Brief: Collect every line of the listing below that contains the string "jeans". Case counts.

Data lines:

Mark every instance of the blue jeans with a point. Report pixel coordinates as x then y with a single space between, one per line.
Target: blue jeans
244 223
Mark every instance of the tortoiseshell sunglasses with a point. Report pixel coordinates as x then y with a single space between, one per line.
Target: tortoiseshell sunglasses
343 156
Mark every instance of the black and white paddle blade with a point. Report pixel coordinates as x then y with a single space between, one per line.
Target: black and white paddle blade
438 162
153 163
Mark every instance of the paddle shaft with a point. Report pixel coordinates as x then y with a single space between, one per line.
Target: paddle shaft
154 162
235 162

...

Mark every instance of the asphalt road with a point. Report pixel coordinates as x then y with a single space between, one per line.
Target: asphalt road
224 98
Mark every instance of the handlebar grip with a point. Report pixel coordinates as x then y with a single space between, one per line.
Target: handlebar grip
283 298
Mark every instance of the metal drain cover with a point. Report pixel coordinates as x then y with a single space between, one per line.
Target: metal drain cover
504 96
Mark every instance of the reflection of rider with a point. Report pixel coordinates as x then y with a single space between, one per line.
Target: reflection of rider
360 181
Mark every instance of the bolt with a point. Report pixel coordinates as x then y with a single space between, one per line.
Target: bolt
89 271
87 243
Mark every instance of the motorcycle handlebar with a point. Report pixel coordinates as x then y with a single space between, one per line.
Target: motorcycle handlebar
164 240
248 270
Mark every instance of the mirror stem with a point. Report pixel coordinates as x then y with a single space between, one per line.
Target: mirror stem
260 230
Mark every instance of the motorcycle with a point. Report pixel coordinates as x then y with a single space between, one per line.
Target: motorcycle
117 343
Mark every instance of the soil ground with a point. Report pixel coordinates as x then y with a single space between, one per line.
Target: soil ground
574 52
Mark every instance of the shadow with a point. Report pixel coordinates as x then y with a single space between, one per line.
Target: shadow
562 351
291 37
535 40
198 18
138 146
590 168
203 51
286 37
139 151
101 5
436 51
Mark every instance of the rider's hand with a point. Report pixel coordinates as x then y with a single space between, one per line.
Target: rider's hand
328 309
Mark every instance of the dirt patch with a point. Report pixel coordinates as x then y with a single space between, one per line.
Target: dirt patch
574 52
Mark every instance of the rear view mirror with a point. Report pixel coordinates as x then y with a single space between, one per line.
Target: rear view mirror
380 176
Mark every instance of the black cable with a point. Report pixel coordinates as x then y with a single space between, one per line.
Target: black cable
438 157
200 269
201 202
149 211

* * *

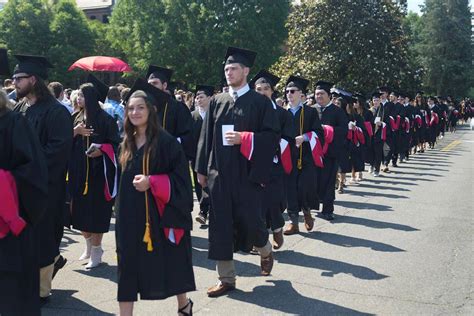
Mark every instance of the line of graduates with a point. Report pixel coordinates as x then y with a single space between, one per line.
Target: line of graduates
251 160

Answer below:
Mark every instance of the blue jeans with a point. Report pixel coordinates as x then y with a single space between, one per line.
Target: blue jeans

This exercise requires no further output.